___ GIVEN DATA

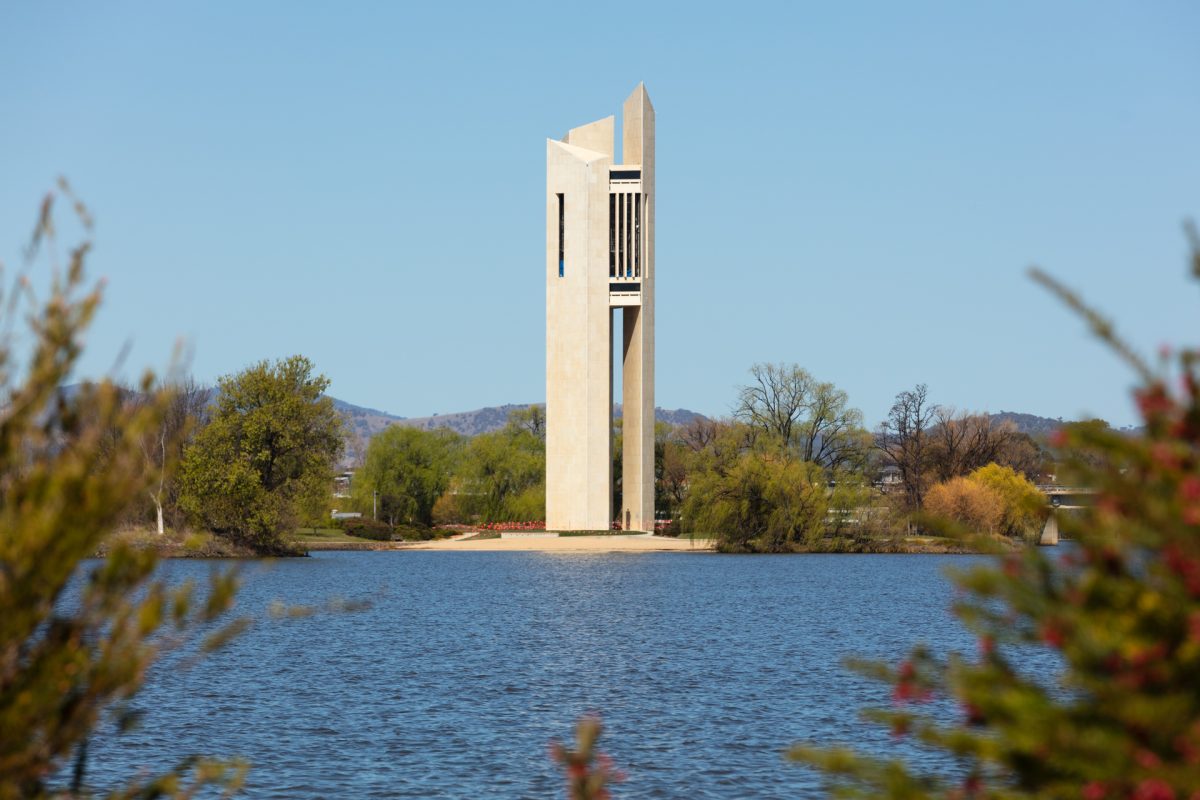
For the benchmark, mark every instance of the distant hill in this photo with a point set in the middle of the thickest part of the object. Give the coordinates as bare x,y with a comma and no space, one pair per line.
1030,423
364,422
1035,425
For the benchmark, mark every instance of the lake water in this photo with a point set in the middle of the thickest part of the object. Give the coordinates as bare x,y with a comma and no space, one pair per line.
703,667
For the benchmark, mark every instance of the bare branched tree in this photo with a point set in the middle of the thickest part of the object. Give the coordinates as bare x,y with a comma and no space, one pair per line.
803,415
904,440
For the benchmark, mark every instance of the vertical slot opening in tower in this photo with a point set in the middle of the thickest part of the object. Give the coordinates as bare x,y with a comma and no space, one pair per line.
562,230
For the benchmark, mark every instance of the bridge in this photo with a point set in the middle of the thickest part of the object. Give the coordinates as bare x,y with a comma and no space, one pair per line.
1061,498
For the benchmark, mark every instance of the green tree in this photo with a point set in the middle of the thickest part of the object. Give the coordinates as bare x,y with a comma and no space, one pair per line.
503,475
71,465
265,459
406,470
1120,613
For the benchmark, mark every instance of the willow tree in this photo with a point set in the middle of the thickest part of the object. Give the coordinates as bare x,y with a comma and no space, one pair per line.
71,464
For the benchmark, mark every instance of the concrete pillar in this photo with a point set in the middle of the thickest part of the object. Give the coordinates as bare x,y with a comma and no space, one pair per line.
1050,531
580,296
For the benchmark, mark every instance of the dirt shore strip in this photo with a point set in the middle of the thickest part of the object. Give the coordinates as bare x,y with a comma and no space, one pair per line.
633,543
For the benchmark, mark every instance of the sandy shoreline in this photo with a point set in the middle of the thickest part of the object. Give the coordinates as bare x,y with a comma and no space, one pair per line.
633,543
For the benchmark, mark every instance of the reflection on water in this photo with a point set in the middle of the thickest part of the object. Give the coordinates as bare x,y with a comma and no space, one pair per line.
703,667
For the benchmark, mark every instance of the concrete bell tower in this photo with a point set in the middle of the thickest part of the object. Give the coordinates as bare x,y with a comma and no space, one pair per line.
599,257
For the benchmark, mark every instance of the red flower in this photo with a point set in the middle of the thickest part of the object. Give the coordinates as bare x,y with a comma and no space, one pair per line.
1152,402
1147,759
1053,635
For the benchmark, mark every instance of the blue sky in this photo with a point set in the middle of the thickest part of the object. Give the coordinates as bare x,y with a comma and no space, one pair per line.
853,187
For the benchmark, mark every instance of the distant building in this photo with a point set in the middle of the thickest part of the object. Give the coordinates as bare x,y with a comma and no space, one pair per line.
600,257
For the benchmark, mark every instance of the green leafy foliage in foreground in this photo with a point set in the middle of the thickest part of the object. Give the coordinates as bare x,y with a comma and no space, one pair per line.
589,773
1122,613
265,461
405,473
70,467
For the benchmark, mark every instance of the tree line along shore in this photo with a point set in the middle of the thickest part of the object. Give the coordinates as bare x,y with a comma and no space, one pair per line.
247,468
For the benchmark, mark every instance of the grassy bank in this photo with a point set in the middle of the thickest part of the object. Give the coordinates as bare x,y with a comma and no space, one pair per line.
178,543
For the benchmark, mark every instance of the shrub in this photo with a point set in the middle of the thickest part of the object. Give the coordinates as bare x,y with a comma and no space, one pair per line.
1119,613
1024,506
448,511
760,503
969,503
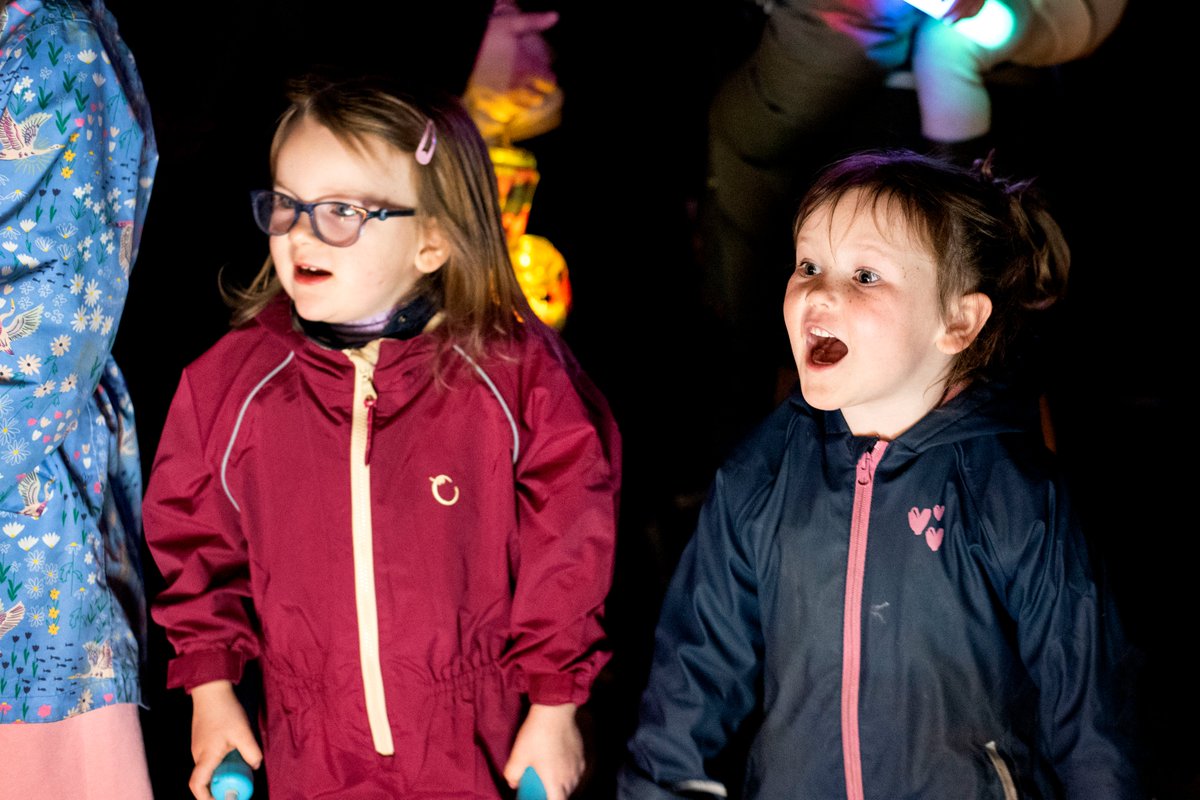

______

=== DO THIS ===
Find every line in the data above that contains the word "green" and copy each of those lines. Matches must have the same uppercase and lowercase letters.

=== RESPONSE ===
For the benchmark, mark every instance of the green tree in this photo with a point set in the middle of the thickest part of the object. Give the coordinates as bare x,y with a comma and no space, one pair per line.
For the benchmark, mark every instance of the green leafy foliage in foreground in this photo with a point set in the middle of the thickest part of the object. Give the coordinates as bare x,y with a comma and no space, one pair per line.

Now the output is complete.